--- START ---

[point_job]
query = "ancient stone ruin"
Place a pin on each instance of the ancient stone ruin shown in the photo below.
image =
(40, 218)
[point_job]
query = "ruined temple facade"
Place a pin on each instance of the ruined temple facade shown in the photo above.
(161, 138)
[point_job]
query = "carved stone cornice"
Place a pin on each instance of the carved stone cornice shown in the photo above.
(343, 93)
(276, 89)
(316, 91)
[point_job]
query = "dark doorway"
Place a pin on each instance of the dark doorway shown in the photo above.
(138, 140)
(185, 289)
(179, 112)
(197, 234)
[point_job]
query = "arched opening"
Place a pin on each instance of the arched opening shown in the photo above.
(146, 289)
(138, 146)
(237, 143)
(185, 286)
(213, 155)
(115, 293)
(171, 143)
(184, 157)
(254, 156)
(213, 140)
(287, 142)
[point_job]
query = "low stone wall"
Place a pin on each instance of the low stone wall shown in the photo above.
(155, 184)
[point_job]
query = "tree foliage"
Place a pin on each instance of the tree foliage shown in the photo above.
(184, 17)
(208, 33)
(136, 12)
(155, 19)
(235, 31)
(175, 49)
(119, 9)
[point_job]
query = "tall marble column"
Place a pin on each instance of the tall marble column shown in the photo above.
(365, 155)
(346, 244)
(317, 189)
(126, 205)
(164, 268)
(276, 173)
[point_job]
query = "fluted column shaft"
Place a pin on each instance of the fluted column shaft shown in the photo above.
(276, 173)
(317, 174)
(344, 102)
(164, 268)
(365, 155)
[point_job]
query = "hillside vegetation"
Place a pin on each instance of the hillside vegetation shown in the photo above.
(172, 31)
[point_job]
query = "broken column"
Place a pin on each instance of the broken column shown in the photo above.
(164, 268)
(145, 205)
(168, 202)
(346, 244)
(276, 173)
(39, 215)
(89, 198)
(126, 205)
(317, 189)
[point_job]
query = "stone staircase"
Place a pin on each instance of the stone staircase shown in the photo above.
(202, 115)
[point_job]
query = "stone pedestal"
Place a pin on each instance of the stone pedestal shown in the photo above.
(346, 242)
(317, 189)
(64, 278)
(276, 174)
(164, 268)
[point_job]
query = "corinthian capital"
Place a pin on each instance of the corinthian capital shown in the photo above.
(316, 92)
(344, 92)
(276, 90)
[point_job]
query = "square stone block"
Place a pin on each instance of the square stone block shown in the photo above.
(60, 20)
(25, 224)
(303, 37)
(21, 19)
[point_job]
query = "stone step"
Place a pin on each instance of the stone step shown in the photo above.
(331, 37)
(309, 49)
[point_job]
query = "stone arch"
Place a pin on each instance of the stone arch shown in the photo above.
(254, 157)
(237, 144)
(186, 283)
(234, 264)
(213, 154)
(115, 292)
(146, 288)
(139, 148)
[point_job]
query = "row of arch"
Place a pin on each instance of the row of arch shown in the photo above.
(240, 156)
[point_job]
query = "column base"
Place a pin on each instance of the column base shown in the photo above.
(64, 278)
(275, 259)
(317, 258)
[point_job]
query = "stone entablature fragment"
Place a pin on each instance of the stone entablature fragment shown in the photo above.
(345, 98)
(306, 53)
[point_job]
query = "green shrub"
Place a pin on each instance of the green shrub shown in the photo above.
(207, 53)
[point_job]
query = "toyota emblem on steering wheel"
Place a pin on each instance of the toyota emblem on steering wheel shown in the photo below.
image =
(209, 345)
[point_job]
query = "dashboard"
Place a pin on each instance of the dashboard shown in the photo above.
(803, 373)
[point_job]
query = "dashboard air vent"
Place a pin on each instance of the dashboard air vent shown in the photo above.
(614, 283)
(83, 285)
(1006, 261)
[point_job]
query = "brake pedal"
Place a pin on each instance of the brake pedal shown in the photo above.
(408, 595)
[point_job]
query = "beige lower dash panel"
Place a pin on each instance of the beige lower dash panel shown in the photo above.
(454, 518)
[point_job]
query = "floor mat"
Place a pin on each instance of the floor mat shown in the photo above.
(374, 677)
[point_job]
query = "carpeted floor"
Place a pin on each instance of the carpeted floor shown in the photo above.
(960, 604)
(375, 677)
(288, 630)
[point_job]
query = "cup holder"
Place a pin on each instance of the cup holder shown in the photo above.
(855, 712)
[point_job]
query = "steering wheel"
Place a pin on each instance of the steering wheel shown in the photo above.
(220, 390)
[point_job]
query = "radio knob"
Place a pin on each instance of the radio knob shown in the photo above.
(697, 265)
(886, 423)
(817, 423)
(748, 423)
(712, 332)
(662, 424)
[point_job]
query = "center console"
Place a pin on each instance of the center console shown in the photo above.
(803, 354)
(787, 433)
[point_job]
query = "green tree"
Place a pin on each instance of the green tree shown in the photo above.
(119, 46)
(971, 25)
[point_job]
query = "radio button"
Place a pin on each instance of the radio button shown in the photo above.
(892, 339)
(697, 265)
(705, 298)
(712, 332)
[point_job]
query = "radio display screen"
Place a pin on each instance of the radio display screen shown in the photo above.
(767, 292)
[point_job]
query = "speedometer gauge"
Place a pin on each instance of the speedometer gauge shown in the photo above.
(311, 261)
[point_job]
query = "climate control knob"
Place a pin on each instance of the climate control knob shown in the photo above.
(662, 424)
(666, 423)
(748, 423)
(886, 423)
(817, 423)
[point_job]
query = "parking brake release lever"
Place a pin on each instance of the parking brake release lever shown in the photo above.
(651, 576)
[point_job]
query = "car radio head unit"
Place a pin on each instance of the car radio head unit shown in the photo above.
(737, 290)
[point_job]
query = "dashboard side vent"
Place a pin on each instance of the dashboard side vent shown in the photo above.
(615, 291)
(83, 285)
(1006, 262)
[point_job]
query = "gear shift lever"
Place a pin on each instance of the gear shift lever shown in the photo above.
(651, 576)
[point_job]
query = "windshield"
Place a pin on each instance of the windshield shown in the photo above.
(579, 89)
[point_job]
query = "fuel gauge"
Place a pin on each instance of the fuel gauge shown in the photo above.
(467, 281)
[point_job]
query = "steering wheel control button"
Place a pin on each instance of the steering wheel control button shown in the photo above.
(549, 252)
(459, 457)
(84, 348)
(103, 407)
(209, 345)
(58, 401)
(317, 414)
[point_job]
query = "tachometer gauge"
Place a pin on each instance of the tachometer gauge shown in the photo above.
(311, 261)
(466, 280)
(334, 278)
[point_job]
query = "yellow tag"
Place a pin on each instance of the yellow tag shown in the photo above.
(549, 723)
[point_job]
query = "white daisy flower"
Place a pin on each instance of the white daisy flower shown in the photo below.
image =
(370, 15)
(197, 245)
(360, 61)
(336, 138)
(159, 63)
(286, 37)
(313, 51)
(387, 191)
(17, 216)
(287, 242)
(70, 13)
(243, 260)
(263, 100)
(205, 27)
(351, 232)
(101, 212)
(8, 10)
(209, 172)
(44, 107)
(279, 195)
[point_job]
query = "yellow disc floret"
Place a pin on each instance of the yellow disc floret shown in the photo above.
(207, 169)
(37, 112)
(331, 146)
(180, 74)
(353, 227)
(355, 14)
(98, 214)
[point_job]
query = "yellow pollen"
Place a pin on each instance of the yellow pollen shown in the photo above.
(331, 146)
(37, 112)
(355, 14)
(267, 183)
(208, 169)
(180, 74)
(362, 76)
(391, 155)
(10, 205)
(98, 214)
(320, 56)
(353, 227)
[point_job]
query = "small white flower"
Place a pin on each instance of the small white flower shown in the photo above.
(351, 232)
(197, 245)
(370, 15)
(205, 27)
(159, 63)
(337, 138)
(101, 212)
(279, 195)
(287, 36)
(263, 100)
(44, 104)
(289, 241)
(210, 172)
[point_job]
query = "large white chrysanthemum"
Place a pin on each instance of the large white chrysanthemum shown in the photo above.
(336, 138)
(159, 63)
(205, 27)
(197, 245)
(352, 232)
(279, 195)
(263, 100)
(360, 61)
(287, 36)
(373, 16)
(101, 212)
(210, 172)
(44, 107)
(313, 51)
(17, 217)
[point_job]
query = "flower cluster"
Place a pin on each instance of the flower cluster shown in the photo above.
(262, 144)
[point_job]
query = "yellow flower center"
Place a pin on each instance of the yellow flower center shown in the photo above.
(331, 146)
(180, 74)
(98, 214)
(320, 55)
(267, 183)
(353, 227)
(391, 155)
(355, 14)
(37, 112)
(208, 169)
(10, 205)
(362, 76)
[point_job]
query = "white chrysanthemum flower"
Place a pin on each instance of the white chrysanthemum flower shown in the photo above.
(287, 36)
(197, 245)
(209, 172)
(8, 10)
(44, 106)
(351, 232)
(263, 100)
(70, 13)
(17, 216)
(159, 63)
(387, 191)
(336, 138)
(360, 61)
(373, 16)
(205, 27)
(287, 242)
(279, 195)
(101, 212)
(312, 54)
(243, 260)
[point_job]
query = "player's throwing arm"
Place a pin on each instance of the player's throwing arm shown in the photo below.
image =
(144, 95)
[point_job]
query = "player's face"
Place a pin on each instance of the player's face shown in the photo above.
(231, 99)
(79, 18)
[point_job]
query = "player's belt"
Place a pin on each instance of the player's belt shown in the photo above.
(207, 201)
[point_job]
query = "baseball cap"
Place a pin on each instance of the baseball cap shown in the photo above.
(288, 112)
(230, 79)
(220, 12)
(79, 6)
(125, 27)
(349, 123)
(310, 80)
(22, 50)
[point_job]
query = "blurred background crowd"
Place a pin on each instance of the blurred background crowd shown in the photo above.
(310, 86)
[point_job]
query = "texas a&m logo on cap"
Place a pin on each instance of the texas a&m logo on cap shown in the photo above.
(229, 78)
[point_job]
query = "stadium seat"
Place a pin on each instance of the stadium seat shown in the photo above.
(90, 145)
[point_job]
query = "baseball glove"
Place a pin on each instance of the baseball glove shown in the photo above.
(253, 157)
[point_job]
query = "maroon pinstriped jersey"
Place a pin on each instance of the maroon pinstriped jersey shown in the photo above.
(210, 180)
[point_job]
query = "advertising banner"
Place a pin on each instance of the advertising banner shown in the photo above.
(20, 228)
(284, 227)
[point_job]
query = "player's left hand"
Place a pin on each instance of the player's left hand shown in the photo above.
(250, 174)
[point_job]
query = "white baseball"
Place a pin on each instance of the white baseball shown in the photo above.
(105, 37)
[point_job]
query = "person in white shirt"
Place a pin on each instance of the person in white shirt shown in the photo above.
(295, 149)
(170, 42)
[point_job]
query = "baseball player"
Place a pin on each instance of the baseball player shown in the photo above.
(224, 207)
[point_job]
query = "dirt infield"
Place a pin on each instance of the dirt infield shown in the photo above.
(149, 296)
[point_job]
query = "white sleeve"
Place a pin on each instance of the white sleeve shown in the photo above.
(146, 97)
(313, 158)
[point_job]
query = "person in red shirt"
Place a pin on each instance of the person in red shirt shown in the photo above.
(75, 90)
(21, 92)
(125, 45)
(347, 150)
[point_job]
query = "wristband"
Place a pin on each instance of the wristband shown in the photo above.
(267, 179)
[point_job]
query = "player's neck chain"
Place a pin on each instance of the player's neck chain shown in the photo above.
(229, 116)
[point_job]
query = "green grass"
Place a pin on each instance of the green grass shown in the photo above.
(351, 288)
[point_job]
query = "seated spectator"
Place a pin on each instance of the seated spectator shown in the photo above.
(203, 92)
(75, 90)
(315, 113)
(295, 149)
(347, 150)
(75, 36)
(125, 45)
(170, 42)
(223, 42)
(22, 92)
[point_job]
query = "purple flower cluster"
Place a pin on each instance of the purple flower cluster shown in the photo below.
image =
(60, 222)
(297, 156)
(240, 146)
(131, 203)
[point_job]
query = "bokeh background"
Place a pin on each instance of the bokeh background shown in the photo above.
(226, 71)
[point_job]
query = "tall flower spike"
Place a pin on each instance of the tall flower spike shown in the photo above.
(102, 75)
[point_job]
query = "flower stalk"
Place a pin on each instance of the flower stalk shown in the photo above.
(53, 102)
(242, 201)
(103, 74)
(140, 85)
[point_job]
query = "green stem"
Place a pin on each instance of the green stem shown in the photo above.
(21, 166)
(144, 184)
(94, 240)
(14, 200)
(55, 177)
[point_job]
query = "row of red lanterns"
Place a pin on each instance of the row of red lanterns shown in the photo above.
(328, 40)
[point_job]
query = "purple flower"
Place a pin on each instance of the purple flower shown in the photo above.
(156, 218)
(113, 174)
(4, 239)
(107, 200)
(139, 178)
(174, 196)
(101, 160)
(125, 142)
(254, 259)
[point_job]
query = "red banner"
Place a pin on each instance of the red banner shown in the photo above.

--- END ---

* About this exercise
Copy out every line of the listing where the word "toyota" occurs.

* Finished exercise
query = "toyota emblem on steering wheel"
Place a pin on each instance of the toyota emblem on steering wheel shown in the photo below.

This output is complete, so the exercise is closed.